* start EXTRACTED DATA *
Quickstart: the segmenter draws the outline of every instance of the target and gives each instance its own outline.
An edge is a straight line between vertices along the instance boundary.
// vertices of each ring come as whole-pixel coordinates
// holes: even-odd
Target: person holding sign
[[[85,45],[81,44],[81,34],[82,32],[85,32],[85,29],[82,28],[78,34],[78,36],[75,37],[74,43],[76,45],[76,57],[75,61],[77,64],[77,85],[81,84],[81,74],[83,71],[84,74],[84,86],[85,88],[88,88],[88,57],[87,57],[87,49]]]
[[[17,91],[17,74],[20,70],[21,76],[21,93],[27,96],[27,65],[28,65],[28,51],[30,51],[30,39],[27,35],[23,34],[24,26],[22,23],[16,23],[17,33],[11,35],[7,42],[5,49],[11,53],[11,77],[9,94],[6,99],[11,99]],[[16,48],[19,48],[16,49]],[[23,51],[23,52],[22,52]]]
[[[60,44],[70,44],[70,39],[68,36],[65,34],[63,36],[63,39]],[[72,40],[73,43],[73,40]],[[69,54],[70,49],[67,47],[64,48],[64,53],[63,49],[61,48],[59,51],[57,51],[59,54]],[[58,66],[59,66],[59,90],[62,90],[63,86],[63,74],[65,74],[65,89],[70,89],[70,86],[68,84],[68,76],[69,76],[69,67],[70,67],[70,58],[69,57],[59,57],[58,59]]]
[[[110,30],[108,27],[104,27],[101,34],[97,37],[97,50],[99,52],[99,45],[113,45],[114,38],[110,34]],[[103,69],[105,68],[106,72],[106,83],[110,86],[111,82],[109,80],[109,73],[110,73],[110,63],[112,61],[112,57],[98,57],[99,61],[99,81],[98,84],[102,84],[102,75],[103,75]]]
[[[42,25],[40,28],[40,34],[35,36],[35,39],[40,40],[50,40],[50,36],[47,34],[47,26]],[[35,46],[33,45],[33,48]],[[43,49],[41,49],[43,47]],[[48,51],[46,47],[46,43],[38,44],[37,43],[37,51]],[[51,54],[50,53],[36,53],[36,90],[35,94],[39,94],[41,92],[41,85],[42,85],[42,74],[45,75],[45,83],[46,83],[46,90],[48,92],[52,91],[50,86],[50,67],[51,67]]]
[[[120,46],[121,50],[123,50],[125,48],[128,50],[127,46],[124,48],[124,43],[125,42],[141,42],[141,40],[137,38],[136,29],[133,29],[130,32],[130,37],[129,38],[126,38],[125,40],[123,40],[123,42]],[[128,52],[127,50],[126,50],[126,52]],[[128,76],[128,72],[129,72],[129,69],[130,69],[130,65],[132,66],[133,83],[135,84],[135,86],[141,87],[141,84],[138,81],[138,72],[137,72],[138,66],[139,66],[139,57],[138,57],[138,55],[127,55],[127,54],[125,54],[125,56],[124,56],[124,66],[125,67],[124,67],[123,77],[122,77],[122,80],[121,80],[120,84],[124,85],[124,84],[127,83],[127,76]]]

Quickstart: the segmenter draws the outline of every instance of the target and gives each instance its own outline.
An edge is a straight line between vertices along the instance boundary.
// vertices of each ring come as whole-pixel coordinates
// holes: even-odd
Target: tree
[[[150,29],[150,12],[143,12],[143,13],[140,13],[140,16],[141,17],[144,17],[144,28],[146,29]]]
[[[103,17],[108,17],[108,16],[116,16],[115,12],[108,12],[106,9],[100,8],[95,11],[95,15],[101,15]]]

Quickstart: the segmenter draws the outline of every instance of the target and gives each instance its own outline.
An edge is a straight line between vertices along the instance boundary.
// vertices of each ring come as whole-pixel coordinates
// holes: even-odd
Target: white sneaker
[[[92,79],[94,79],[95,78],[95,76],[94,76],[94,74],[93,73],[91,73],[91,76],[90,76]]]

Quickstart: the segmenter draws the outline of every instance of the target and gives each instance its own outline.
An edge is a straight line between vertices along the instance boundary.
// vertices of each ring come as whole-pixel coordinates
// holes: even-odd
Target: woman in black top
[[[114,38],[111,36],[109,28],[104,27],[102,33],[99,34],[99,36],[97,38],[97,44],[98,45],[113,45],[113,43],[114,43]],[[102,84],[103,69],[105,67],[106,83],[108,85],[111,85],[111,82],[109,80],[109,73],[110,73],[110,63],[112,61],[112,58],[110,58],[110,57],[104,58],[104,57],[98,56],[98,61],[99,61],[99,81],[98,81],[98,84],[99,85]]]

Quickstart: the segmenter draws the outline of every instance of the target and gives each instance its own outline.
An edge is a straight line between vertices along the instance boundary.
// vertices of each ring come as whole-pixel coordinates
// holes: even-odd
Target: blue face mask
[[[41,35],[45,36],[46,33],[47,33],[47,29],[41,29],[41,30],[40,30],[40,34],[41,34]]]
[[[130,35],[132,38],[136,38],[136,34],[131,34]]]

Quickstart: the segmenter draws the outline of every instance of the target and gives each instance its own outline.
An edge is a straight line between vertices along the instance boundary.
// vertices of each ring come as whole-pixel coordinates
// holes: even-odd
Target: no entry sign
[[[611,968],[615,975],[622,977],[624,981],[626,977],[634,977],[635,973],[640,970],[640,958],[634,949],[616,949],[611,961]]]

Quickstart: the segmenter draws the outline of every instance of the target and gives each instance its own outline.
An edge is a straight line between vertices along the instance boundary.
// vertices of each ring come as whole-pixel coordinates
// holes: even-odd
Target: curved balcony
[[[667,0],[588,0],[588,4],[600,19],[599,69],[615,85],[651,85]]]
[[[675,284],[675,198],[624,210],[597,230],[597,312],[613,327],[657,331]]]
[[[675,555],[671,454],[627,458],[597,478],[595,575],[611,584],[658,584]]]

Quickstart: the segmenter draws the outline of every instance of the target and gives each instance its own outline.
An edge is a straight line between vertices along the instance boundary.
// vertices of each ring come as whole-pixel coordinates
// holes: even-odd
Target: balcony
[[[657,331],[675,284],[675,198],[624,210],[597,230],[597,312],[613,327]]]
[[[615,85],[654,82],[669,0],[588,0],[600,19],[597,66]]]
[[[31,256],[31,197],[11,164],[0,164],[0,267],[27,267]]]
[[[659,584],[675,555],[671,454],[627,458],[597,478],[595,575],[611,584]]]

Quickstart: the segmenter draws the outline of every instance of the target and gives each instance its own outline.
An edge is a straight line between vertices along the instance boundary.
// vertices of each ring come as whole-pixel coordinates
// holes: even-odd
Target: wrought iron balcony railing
* end EXTRACTED DATA *
REQUIRED WORK
Please reproduce all of the material above, swapping "segmenter" for "annotator" everywhere it occurs and leaving every other part untouched.

OUTPUT OF THE EXERCISE
Quickstart: the annotator draws the outline of every instance of the target and gives each instance its own outline.
An edge is a straight line between vertices along the instance boundary.
// vertices of each ring come as whole-pixel coordinates
// holes: even-odd
Target: person holding sign
[[[85,45],[81,44],[81,34],[82,32],[85,32],[85,29],[82,28],[78,34],[78,36],[75,37],[74,43],[76,45],[76,57],[75,61],[77,64],[77,85],[81,84],[81,74],[83,71],[84,74],[84,86],[85,88],[88,88],[88,57],[87,57],[87,49]]]
[[[17,91],[17,74],[20,70],[21,76],[21,93],[27,96],[27,65],[28,65],[28,51],[30,51],[30,39],[27,35],[23,34],[24,26],[22,23],[16,23],[17,33],[11,35],[7,42],[5,49],[11,53],[11,77],[9,94],[6,99],[11,99]],[[16,48],[19,48],[16,49]],[[23,51],[23,52],[22,52]]]
[[[60,44],[70,44],[70,39],[68,36],[65,34],[63,36],[63,39]],[[72,40],[73,43],[73,40]],[[69,54],[70,49],[67,47],[64,48],[64,53],[63,49],[61,48],[59,51],[57,51],[59,54]],[[58,66],[59,66],[59,90],[62,90],[63,86],[63,74],[65,74],[65,89],[70,89],[70,86],[68,84],[68,76],[69,76],[69,67],[70,67],[70,58],[69,57],[59,57],[58,59]]]
[[[110,30],[108,27],[104,27],[101,34],[97,37],[97,50],[99,52],[99,45],[113,45],[114,38],[110,34]],[[103,69],[105,68],[106,72],[106,83],[110,86],[111,82],[109,80],[109,73],[110,73],[110,63],[112,61],[112,57],[98,57],[99,61],[99,81],[98,84],[102,84],[102,75],[103,75]]]
[[[42,25],[40,28],[40,34],[35,36],[35,39],[40,40],[50,40],[50,36],[47,34],[47,26]],[[35,46],[33,45],[33,48]],[[43,49],[41,49],[43,47]],[[48,51],[46,47],[46,43],[38,44],[37,43],[37,51]],[[51,54],[50,53],[36,53],[36,90],[35,94],[39,94],[41,92],[41,85],[42,85],[42,74],[45,75],[45,83],[46,83],[46,90],[48,92],[52,91],[50,86],[50,67],[51,67]]]
[[[120,46],[121,50],[123,50],[125,48],[128,50],[127,46],[124,48],[124,43],[125,42],[141,42],[141,40],[137,38],[136,29],[133,29],[130,32],[130,37],[129,38],[126,38],[125,40],[123,40],[123,42]],[[128,52],[127,50],[126,50],[126,52]],[[128,76],[128,72],[129,72],[129,69],[130,69],[130,65],[132,66],[133,83],[135,84],[135,86],[141,87],[141,84],[138,81],[138,72],[137,72],[138,66],[139,66],[139,57],[138,57],[138,55],[127,55],[127,54],[125,54],[125,56],[124,56],[124,66],[125,67],[124,67],[123,77],[122,77],[122,80],[121,80],[120,84],[124,85],[124,84],[127,83],[127,76]]]

Quickstart: the annotator draws the outline of every instance of the target and gives each instance its own outline.
An edge is a straight line between vertices along the instance boundary.
// vertices of each ring come as whole-pixel coordinates
// holes: even-odd
Target: tree
[[[150,29],[150,12],[143,12],[143,13],[140,13],[140,16],[141,17],[144,17],[144,28],[146,29]]]
[[[103,17],[108,17],[108,16],[116,16],[115,12],[108,12],[106,9],[100,8],[95,11],[95,15],[101,15]]]

Quickstart: the annotator draws the outline of every instance of the target and gives each instance its own outline.
An edge is a straight line between vertices along the instance boundary.
// vertices of each ring come as whole-pixel coordinates
// holes: even-odd
Target: white sneaker
[[[92,79],[94,79],[95,78],[95,76],[94,76],[94,74],[93,73],[91,73],[91,76],[90,76]]]

Quickstart: the annotator draws the outline of every instance of the target and gives each instance its own outline.
An edge is a straight line between vertices along the instance boundary.
// vertices of each ring come as whole-pixel coordinates
// holes: even-odd
Target: woman in black top
[[[114,38],[111,36],[109,28],[104,27],[102,33],[99,34],[99,36],[97,38],[97,44],[98,45],[113,45],[113,43],[114,43]],[[102,84],[103,69],[105,67],[106,83],[108,85],[111,85],[111,82],[109,80],[109,73],[110,73],[110,63],[112,61],[112,58],[110,58],[110,57],[104,58],[104,57],[98,56],[98,61],[99,61],[99,81],[98,81],[98,84],[99,85]]]

Quickstart: the annotator draws the outline of every instance of the target and gives each instance its own outline.
An edge is a straight line between vertices along the instance boundary.
// vertices of each ring come as whole-pixel coordinates
// holes: even-odd
Target: blue face mask
[[[41,35],[45,36],[46,33],[47,33],[47,29],[41,29],[41,30],[40,30],[40,34],[41,34]]]
[[[130,35],[132,38],[136,38],[136,34],[131,34]]]

Quickstart: the annotator draws the outline of every instance of the target and gives each instance its own outline.
An edge is a straight line between vertices along the instance boundary.
// vertices of each ring come as whole-pixel coordinates
// holes: even-odd
Target: no entry sign
[[[611,968],[615,975],[622,977],[624,981],[626,977],[634,977],[635,973],[640,970],[640,958],[634,949],[616,949],[611,961]]]

Quickstart: the annotator draws the outline of every instance of the target and gives each instance its own outline.
An edge is a straight line between vertices along the instance boundary.
// vertices of each ring come as whole-pixel coordinates
// holes: even-odd
Target: curved balcony
[[[667,0],[588,0],[588,4],[600,19],[599,69],[615,85],[651,85]]]
[[[675,284],[675,198],[624,210],[597,230],[597,312],[613,327],[657,331]]]
[[[675,555],[671,454],[627,458],[597,478],[595,575],[611,584],[658,584]]]

Quickstart: the annotator draws the outline of every instance of the target and gives each instance its own outline.
An edge is a straight line between vertices along the instance boundary.
// vertices of each ring come as whole-pixel coordinates
// holes: even-odd
Target: balcony
[[[657,331],[675,284],[675,198],[624,210],[597,230],[597,312],[613,327]]]
[[[615,85],[654,82],[669,0],[588,0],[600,19],[597,66]]]
[[[31,256],[31,197],[11,164],[0,164],[0,267],[27,267]]]
[[[659,584],[675,555],[671,454],[627,458],[597,478],[595,575],[611,584]]]

Quickstart: the annotator draws the outline of every instance of the target and gives each instance its own outline.
An edge is a straight line between vertices along the instance boundary.
// vertices of each ring come as whole-pixel coordinates
// holes: even-odd
Target: wrought iron balcony railing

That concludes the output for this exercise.